==== Supplied text

Monday, September 12, 2011

Family

The Merriam-Webster Online dictionary defines family, in part, this way:

1 A group of individuals living under one roof and usually under one head; or
2 a group of persons of common ancestry; or
3 a group of people united by certain convictions or a common affiliation; or
4 a group of things related by common characteristics.

Any way you cut it, humans are all family. We all live under one roof. It's blue (from this side, anyway), and we do live under one head of household, whatever you call it--God, Fate, Allah, The Universe--no matter which you believe in, we each believe it covers all of us. We share a common ancestry, whether you're an evolution devotee or a creationist, there was at some point a first human. And, as little as it seems like it sometimes, we do share both common affiliation and characteristics--DNA, if nothing else.

Now, the implications of this may vary. Family means a lot of different stuff. For example,there are those people in your family who light up your life and make your day and are the cat's pajamas and all of that. The ones you'd both live for and die for, depending on what's required. They're the easy ones.

========
==== Data under study

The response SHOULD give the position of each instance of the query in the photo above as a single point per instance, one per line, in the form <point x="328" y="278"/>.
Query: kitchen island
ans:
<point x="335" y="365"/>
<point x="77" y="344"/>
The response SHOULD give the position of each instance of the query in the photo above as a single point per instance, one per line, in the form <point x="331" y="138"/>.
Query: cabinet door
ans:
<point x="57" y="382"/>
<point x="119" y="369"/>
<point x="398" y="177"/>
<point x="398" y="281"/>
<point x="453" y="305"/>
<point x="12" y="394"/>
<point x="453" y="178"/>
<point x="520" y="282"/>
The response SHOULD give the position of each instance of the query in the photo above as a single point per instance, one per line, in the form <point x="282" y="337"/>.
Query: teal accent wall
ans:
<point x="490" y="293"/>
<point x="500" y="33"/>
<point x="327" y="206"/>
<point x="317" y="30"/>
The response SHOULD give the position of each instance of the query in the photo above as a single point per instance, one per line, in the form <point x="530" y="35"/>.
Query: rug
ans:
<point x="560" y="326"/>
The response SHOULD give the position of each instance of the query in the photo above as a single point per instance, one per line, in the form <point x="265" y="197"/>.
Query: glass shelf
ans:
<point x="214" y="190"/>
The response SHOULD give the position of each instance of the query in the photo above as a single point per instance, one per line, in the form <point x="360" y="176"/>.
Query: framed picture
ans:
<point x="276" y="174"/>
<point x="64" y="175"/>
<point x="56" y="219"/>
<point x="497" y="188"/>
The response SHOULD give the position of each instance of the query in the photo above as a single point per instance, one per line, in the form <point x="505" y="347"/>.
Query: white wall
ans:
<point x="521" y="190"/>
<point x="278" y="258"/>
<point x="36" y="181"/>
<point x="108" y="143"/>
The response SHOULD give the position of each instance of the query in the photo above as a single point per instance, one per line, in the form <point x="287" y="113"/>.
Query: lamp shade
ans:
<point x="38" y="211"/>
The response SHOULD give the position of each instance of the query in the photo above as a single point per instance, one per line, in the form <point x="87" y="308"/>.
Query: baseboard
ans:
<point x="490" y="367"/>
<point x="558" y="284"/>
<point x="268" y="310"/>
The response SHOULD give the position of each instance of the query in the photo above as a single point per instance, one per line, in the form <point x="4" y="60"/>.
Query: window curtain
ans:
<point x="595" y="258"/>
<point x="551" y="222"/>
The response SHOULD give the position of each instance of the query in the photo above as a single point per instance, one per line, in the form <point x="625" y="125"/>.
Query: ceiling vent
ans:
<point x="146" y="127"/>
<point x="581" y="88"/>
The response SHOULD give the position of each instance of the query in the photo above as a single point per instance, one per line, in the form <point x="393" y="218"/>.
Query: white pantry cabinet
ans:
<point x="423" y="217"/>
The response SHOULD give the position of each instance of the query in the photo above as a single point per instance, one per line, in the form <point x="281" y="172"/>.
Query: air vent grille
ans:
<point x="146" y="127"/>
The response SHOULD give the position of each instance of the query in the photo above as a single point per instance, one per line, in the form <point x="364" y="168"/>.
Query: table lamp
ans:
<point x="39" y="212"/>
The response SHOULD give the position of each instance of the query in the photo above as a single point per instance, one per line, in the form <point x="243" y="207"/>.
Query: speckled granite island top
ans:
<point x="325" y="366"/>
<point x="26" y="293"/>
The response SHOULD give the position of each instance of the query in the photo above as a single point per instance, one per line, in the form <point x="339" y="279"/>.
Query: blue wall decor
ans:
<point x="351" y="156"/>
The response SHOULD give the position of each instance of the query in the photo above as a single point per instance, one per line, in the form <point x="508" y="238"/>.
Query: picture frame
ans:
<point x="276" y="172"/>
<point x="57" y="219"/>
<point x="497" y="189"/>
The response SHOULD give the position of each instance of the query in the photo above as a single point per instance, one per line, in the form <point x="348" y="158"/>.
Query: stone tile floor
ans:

========

Work order 1 >>
In the post about family, what color is the roof that all humans live under?
Work order 2 >>
Rewrite the paragraph of the post about family that begins "Any way you cut it" as a shorter version that keeps its main facts.
Work order 3 >>
Resume the post about family after its final sentence, "They're the easy ones."
The entries have no role in this work.

Answer box 1 >>
The roof is blue, at least from this side.

Answer box 2 >>
All humans are one family. They live under one blue roof and one head of household, whether called God, Fate, Allah or The Universe. They share a common ancestry in a first human, by either evolution or creation. They also share affiliation and characteristics, DNA if nothing else.

Answer box 3 >>
Then there's the family like my brother. He's been, for as long as I can remember, a human version of Eeyore. So gloomy he could have caused a bout of depression in Mother Teresa. Incredibly smart man, funny like you see only once or twice in a lifetime, and with a great heart, but truly, he's got a perennial black cloud, precisely his own size, that follows him and rains on any parade that might have the nerve to invade the neighborhood around him. I love him anyway. With family, sometimes you have to learn to accept the weirdness and just opt for love as the only rational way to deal with it.

Finally, there's family like one of my aunts. Her favorite thing in the world was to go to get-togethers and talk to one person long enough to get them to say something bad about one of the other family members and then to run, not walk, to that person and let 'slip' some incomplete aspect of the slander, usually in some manner that sounded like it might be a complement, or an offhanded comment, but it had fire in it. She always seemed like a pyromaniac with not a jug, but an atomizer, of gasoline and a match. She didn't pour on the accelerant. Just a spritz, enough to start a little whiff of explosiveness, and then she'd slip away. It might take hours, days, weeks or months for the fire to get going, but it usually did. God love her. But she was still family, and as long as there were family get-togethers, she was still there--still part of the scene. With family, at a minimum, you know you're stuck with them.

In the human family, we've got the same levels--from those who are easy to love to those who you know you're just stuck with. But, no matter how different from us we think they are, they are family, and most of them evoke a certain sympathy within me, particularly in times of trouble.

But lately, I've been noticing a disturbing trend of people reacting to the suffering of others in the family with anything from appalling apathy to even smug satisfaction. I'm beginning to wonder what kind of evil we've bred in this 'democratic experiment' we call America.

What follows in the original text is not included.